*** Given data ***

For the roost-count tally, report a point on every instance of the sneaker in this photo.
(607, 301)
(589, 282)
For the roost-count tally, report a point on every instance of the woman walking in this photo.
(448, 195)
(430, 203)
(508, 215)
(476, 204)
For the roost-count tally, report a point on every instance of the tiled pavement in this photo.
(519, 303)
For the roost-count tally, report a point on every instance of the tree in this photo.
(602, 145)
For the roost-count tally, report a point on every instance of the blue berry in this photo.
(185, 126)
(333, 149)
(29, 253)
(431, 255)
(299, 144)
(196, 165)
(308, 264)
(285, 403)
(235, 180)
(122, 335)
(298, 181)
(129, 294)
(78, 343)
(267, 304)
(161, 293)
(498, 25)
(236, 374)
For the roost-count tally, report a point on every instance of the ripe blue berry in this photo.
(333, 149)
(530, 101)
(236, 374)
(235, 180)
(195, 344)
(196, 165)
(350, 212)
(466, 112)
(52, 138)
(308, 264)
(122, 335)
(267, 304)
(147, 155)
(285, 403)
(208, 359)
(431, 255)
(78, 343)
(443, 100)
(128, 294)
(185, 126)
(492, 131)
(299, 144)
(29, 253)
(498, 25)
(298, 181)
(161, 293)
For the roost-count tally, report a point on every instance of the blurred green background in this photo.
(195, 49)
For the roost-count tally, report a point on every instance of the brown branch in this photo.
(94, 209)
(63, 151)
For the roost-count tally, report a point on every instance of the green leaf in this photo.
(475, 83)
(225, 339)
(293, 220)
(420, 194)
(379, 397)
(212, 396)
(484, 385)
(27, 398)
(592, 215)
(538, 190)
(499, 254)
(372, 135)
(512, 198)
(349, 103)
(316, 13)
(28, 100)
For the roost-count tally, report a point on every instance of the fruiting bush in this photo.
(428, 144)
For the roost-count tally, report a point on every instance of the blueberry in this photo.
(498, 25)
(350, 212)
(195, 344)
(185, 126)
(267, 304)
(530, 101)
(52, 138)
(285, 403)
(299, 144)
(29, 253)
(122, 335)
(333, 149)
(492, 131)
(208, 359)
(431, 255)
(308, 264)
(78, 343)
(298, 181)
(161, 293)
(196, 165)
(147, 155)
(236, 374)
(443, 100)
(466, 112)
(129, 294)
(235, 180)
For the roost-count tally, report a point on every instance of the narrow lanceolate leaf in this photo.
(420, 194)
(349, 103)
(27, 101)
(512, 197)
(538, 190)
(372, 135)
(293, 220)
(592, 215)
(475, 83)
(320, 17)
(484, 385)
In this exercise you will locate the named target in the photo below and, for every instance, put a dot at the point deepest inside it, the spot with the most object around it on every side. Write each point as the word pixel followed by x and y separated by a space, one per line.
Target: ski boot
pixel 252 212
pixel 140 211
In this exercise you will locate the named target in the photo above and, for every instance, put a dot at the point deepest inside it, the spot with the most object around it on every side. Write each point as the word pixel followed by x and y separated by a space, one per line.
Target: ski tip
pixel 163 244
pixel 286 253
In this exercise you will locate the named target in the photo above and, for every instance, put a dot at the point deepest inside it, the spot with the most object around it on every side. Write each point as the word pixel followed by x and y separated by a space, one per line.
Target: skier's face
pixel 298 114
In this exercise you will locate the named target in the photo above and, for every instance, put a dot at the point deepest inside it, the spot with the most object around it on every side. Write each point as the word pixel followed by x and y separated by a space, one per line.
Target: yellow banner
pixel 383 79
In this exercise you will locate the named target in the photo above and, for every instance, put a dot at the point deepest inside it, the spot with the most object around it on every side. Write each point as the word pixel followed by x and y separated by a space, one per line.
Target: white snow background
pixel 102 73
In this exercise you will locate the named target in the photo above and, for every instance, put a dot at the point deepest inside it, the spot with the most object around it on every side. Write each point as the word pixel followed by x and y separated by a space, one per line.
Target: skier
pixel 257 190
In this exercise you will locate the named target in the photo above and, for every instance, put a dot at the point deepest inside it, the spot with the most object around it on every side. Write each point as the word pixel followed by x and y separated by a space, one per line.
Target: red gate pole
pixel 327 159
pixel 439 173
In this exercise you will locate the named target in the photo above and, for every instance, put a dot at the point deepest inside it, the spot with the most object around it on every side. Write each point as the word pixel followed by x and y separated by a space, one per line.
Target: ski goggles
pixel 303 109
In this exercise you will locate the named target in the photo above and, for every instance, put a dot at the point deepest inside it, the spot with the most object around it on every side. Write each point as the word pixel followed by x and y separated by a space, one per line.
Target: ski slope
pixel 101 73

*** End of Given data ***

What to work on: The full set of entries should appear again, unchanged, line by line.

Response:
For the roost-count tally, report a point on every instance of the sneaker in this photo.
(607, 301)
(589, 282)
For the roost-count tally, report a point on every instance of the woman walking in this photo.
(448, 195)
(430, 203)
(508, 215)
(476, 204)
For the roost-count tally, report a point on every instance of the tiled pavement in this photo.
(519, 303)
For the roost-count tally, report a point on every instance of the tree in this photo.
(602, 145)
For the roost-count tally, report a point on every instance of the blue berry in this photo.
(185, 126)
(333, 149)
(29, 253)
(431, 255)
(299, 144)
(196, 165)
(308, 264)
(285, 403)
(235, 180)
(122, 335)
(298, 181)
(129, 294)
(78, 343)
(267, 304)
(161, 293)
(498, 25)
(236, 374)
For the roost-count tally, report a point on every instance of the ripe blue berry in this photo.
(333, 149)
(530, 101)
(236, 374)
(235, 180)
(195, 344)
(196, 165)
(350, 212)
(466, 112)
(52, 138)
(308, 264)
(122, 335)
(267, 304)
(147, 155)
(285, 403)
(208, 359)
(431, 255)
(78, 343)
(443, 100)
(128, 294)
(185, 126)
(492, 131)
(299, 144)
(29, 253)
(498, 25)
(298, 181)
(161, 293)
For the roost-count tally, report a point on every instance of the blurred green background in this photo.
(195, 49)
For the roost-count tally, report a point on every instance of the brown branch in this photo.
(94, 209)
(63, 151)
For the roost-count tally, report a point on every instance of the green leaf in this photo.
(475, 83)
(225, 339)
(293, 220)
(420, 194)
(379, 397)
(212, 396)
(484, 385)
(27, 398)
(592, 215)
(538, 190)
(499, 254)
(372, 135)
(512, 198)
(349, 103)
(316, 13)
(28, 100)
For the roost-count tally, report a point on every instance of the fruiting bush in this photo.
(428, 144)
For the roost-count tally, report a point on every instance of the blueberry in this photo.
(498, 25)
(350, 212)
(195, 344)
(185, 126)
(267, 304)
(530, 101)
(52, 138)
(285, 403)
(299, 144)
(29, 253)
(122, 335)
(333, 149)
(492, 131)
(208, 359)
(431, 255)
(308, 264)
(78, 343)
(298, 181)
(161, 293)
(196, 165)
(147, 155)
(236, 374)
(443, 100)
(466, 112)
(129, 294)
(235, 180)
For the roost-count tally, report a point on every instance of the narrow lanceolate leaf in this photo.
(420, 194)
(349, 103)
(27, 101)
(512, 197)
(538, 190)
(372, 135)
(293, 220)
(592, 215)
(475, 83)
(320, 17)
(484, 385)
In this exercise you will locate the named target in the photo below and, for every instance, put a dot at the point deepest inside it, the spot with the most object around it on every side. Write each point as the word pixel followed by x and y separated by a space, one per line.
Target: ski boot
pixel 252 212
pixel 140 211
In this exercise you will locate the named target in the photo above and, for every instance, put a dot at the point deepest inside it, the spot with the most object around it on every side. Write each point as the word pixel followed by x and y separated by a space, one per line.
Target: ski tip
pixel 163 244
pixel 286 253
In this exercise you will locate the named target in the photo above and, for every instance, put a dot at the point deepest inside it, the spot with the most object around it on every side. Write each point as the word pixel followed by x and y separated by a space, one per line.
Target: skier's face
pixel 298 114
In this exercise you will locate the named target in the photo above and, for every instance, put a dot at the point deepest inside it, the spot with the most object around it on every side. Write each point as the word pixel followed by x and y separated by a space, one per line.
Target: yellow banner
pixel 383 79
In this exercise you will locate the named target in the photo above and, for every instance, put a dot at the point deepest inside it, the spot with the most object around it on every side. Write each point as the word pixel followed by x and y separated by a space, one per line.
Target: white snow background
pixel 102 73
In this exercise you will locate the named target in the photo above and, for every instance, put a dot at the point deepest inside it, the spot with the most object around it on every side. Write each point as the word pixel followed by x and y separated by a space, one per line.
Target: skier
pixel 257 190
In this exercise you will locate the named target in the photo above and, for every instance, put a dot at the point deepest inside it, the spot with the most object around it on every side. Write each point as the word pixel followed by x and y separated by a space, one per line.
Target: red gate pole
pixel 327 159
pixel 439 173
In this exercise you will locate the named target in the photo above and, for every instance, put a dot at the point deepest inside it, the spot with the most object around it on every side. Write each point as the word pixel followed by x and y separated by a space, one per line.
Target: ski goggles
pixel 303 109
In this exercise you will locate the named target in the photo above and, for every instance, put a dot at the point deepest inside it, the spot with the most object around it on every side. Write each point as the word pixel followed by x and y separated by a space, one per line.
Target: ski slope
pixel 101 73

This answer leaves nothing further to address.